__Extrait du texte__
'''

Le règne de Tao-Koang fournit à notre étude des pièces non moins importantes que les précédentes. Voici, entr'autres, une proclamation du gouverneur de la province de Tche-Kiang qui déjà s'est signalée par ses habitudes homicides. On voit par sa longueur, par les efforts nouveaux que fait le haut magistrat, que jusqu'alors tous les efforts de l'autorité ont échoué et qu'il faut de nouveaux moyens. Il a recours aux exemples pour effrayer les populations coupables.

« Nous Tchen, gouverneur général du Tche-Kiang, nous publions cet édit pour prohiber sévèrement de noyer les filles et nous ordonnons de les préserver.

Les obligations réciproques du père et du fils proviennent du ciel.

Le tigre, bien que cruel, ne dévore pas sa progéniture. À plus forte raison combien ne doit-il pas en être de même de l'homme. Votre corps d'où vient-il ? C'est votre mère qui l'a produit. C'est de votre femme que votre fils est né. Vous-même avec vos fils vous êtes tous nés d'une femme. Faire périr en les noyant ces femmes dont vous naissez est un acte criminel.

'''

__Liste des tâches__
a) Pour chacune des affirmations suivantes, dites si elle concorde avec l'extrait sur l'édit du Tche-Kiang, en répondant par oui ou non et en citant les mots décisifs de l'extrait : (i) la proclamation émane du gouverneur de la province de Tche-Kiang ; (ii) selon l'édit, le tigre dévore sa progéniture ; (iii) les efforts antérieurs de l'autorité avaient réussi.
b) D'après l'extrait sur l'édit du Tche-Kiang, qu'est-ce que le gouverneur Tchen prohibe sévèrement par son édit ?
c) Rédigez la suite de l'extrait sur l'édit du Tche-Kiang, à partir de sa dernière phrase.

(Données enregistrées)
'''

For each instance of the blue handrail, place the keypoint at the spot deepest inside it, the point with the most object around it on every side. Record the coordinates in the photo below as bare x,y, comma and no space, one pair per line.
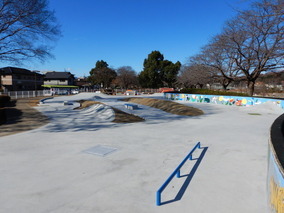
176,172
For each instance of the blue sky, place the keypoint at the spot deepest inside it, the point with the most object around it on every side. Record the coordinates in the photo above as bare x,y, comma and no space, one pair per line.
124,32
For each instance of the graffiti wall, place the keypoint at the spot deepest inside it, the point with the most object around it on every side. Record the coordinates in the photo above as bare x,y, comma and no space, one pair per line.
275,184
225,100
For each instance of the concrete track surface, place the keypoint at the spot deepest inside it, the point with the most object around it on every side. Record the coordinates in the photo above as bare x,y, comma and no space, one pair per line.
48,169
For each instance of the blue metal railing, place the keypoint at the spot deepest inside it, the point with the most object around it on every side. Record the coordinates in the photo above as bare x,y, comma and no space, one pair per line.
175,173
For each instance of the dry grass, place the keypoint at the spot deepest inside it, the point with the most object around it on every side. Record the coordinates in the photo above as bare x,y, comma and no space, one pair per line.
167,106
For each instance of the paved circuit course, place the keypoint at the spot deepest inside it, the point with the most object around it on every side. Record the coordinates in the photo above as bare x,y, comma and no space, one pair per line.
48,170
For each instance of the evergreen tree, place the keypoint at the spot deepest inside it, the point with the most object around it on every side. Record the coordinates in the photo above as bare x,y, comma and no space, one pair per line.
158,72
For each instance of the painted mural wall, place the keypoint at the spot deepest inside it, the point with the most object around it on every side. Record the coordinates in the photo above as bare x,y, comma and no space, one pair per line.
225,100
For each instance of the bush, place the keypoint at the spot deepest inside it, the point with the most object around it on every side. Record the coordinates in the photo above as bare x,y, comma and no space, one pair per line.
210,92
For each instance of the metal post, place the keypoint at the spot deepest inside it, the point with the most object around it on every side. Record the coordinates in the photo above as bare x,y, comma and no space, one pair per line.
158,198
178,174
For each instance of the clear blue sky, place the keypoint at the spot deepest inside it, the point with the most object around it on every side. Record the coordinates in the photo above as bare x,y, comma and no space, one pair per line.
124,32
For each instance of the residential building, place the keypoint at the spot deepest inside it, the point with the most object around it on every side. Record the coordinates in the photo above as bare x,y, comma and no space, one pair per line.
59,78
19,79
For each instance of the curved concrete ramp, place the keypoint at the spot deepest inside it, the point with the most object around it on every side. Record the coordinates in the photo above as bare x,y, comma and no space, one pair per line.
99,112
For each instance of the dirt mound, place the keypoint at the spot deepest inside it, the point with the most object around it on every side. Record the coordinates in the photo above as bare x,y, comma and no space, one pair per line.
167,106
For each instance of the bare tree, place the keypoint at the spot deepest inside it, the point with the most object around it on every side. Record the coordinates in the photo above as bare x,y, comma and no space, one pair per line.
126,77
219,58
195,76
256,39
26,29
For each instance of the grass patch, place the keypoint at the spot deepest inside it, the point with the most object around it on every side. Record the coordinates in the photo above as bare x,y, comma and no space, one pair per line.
167,106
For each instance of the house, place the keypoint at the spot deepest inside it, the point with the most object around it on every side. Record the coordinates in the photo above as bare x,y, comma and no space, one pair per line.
59,78
60,83
19,79
84,84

'''

__Résultats des tâches__
a)
(i) Oui : « une proclamation du gouverneur de la province de Tche-Kiang ».
(ii) Non : « Le tigre, bien que cruel, ne dévore pas sa progéniture. »
(iii) Non : « jusqu'alors tous les efforts de l'autorité ont échoué ».

b) Il prohibe sévèrement de noyer les filles.

c)
Vous direz peut-être qu'il est difficile de les nourrir ; ne savez-vous pas que le ciel ne produit aucun homme sans lui donner ce qui est nécessaire à la vie ? Vous vous plaignez de n'engendrer que des filles et de n'avoir point de garçons ; ignorez-vous que beaucoup de familles ont des garçons qui ne font que les déshonorer alors que d'autres élèvent des filles qui sont sages et pieuses. Vous direz encore que vous noyez les filles pour avoir des garçons ; mais ignorez-vous que le ciel ne donne pas de bons fils à ceux dont le cœur cruel viole ainsi la loi morale. Bien plus ils exciteront par ces meurtres la colère du ciel, et les malheurs les accableront. Ainsi Lou Wen-kao au moment où il passait son examen, fut saisi par un grand nombre de petites mains qui l'empêchèrent d'écrire. À Ho-keou, une femme de la famille Tsai, en mettant au monde un enfant, eut le corps fendu en deux et mourut. Wen Sieou étant malade vit une troupe de petites filles qui le poursuivaient pour le tuer et mourut. La femme de Tchen-i-tsing enfanta un serpent qui se roula autour de ses jambes et elle mourut... L'épouse de Yng eut un violent écoulement de sang et mourut.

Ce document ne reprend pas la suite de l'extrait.